Exercise text –
NatWest 3 put the spotlight on extradition
LAWYERS have warned that the spirited defence mounted by two of the “NatWest Three” against their prosecution in the US should act as an eye-opener for the government ahead of a planned review of extradition policy.
David Bermingham and Gary Mulgrew, two of the former NatWest bankers convicted two years ago of cooking up an Enron-related fraud scam, have now revoked their guilty pleas in a sensational video posted on the internet at Ungagged.net, a website designed to catalogue “prosecutorial abuse” in the Enron case.
The pair accuse US prosecutors of subjecting them to a form of “torture” by delaying the trial and keeping them from their families in the UK.
Legal experts said the case was yet another example of the importance of a thorough review of the UK’s Extradition Act, which is expected to be launched by the coalition government within weeks of politicians returning from the summer recess.
Anand Doobay, an extradition expert at Peters & Peters, said: “This case is symptomatic of a wider issue with the extradition treaty between the UK and the US. There have been a number of other controversial cases and if the issues are not tackled head on then this is likely to continue.”

Supplied entries –
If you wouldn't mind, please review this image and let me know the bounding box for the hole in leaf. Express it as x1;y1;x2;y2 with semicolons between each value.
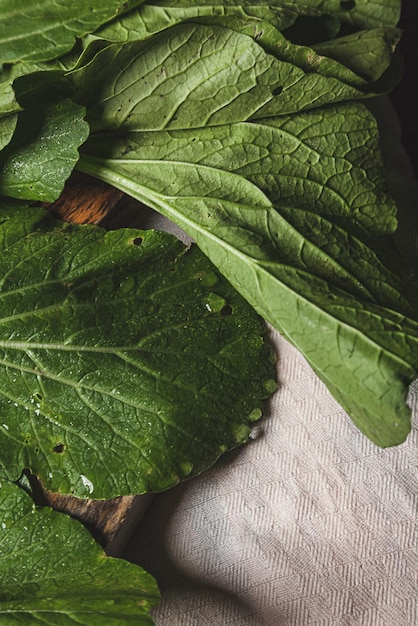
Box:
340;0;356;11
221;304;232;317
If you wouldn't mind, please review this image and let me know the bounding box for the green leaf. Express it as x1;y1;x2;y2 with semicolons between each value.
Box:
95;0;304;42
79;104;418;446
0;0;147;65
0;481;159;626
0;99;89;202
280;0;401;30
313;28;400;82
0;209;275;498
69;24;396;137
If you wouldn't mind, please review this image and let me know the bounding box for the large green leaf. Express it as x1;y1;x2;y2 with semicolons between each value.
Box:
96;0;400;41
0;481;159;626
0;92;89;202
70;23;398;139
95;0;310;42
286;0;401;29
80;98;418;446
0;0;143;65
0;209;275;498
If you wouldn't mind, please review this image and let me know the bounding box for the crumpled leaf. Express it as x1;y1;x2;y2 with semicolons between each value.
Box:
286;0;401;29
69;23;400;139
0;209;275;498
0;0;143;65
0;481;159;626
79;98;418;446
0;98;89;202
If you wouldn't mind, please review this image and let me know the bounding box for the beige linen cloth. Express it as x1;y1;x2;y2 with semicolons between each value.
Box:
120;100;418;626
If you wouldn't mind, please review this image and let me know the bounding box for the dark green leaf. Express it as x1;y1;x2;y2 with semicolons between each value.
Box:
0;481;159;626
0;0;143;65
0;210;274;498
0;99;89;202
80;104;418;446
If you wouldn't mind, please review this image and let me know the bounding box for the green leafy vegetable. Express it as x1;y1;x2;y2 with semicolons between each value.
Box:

--

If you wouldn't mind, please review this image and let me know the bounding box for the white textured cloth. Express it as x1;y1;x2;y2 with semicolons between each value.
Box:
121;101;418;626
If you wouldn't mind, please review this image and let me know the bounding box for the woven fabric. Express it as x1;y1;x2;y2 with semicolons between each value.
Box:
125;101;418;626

Set of tasks –
1. List every person named in the article on the NatWest Three and extradition.
2. Continue the article on the NatWest Three and extradition from where it stops.

Answers to the problems –
1. David Bermingham, Gary Mulgrew, Anand Doobay

2.
Keystone Law solicitor Mark Spragg, who acted for the NatWest Three before they were extradited in 2005, attacked the current arrangements between the US and UK.
“At no stage of the process would anyone in England have the power to decide if an offence has even been committed by the defendant,” he told City A.M. “But if it is the other way round, we have to show reasonable cause. It is very, very one-sided.”
A Home Office spokesman said the government is “committed to a review of the Extradition Act and is giving careful consideration to the UK’s extradition arrangements to ensure they operate effectively and in the interests of justice”.